Categories: Stories

Manheru says Tsvangirai had no message for demonstrators

Herald columnist Nathaniel Manheru, who is widely believed to be Information Secretary George Charamba, said Movement for Democratic Change leader Morgan Tsvangirai had no message for the thousands of demonstrators that marched through the streets on Harare on Thursday, that is why the media focused on numbers.

The demonstration described as one of the largest in recent years was staged to press President Robert Mugabe to go because he has failed to turn around the country’s economy as well as to protest against the disappearance of $15 billion in diamond revenue.

Police had banned the demonstration citing shortage of manpower but the court overturned this decision allowing it to proceed.

“Interestingly one reason there was so much focus on numbers is because there was no message from the MDC-T leader to topple numbers copy,” Manheru said in his column today.

“Tsvangirai had no message absolutely. Even the placards said it all, with abortive attempts at a sparkle using the name of Itai Dzamara. And of course the $15bn dollars said to have been lost to the country since the start of diamond mining.

“I am not ignoring the banal Mugabe must go mantra, only recognising its status in dramatising a messaging crisis in the opposition. Such a worn mantra cannot carry opposition politics or the country’s politics an inch forward,” he wrote.

Manheru said the $15 billion that was missing was nothing compared to the $66 billion that Zimbabwe had lost to sanctions imposed by the West allegedly at the instigation of the MDC.

- [Dataset extract]:
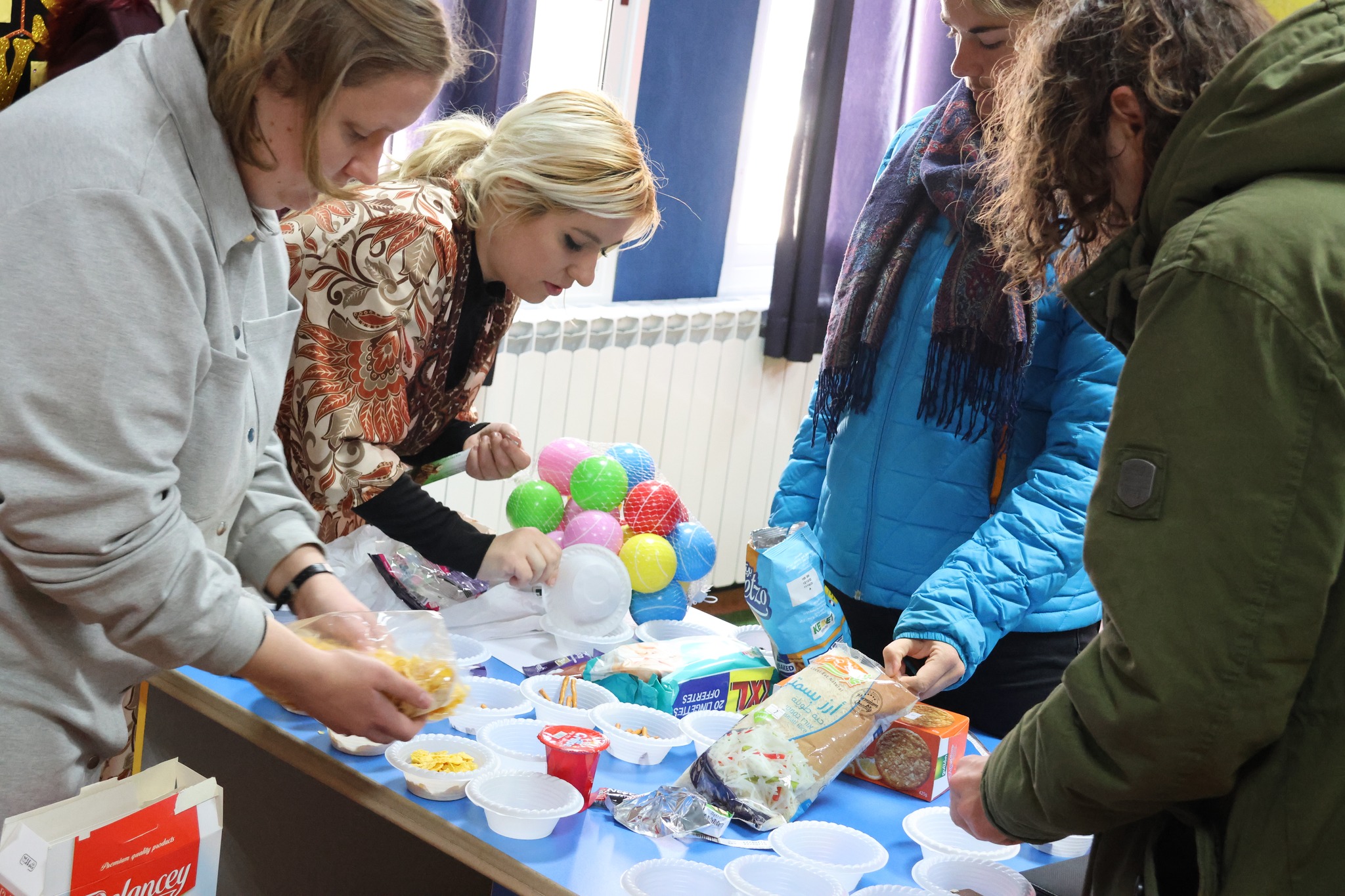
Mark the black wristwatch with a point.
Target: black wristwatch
(287, 594)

- [Given request 1]: From the Manheru article, write out the stretch from "The demonstration described" through "it to proceed.".
- [Given request 2]: Continue the Manheru article, picking up after its final sentence.

- [Expected answer 1]:
The demonstration described as one of the largest in recent years was staged to press President Robert Mugabe to go because he has failed to turn around the country’s economy as well as to protest against the disappearance of $15 billion in diamond revenue.

Police had banned the demonstration citing shortage of manpower but the court overturned this decision allowing it to proceed.

- [Expected answer 2]:
“Talking about the $15bn, surely it makes poor political inventiveness to rely on introspective observations by your opponent for your programmes? Are you holding Government to account at all? And as it emerges, Mugabe has moved miles and miles ahead in correcting the situation, in the process even serving surprises to his closest of allies.

“We are moving to a new diamond mining dispensation, in which case the figure $15bn will cease to matter sooner. And that President could take such a drastic step even against the Chinese clearly indicated the depth of the principle he espouses. That is what makes Afrobarometer repeatedly discover he is a much trusted politician. And to add it all, he proceeds swiftly to clarify government stance on indigenisation and economic empowerment.

“If one reads the $15bn said to have been lost to illicit diamond trade against over $66bn lost to MDC-T wrought sanctions, how long is it before these guys drop $15bn? The opposition is wading into dead matter.”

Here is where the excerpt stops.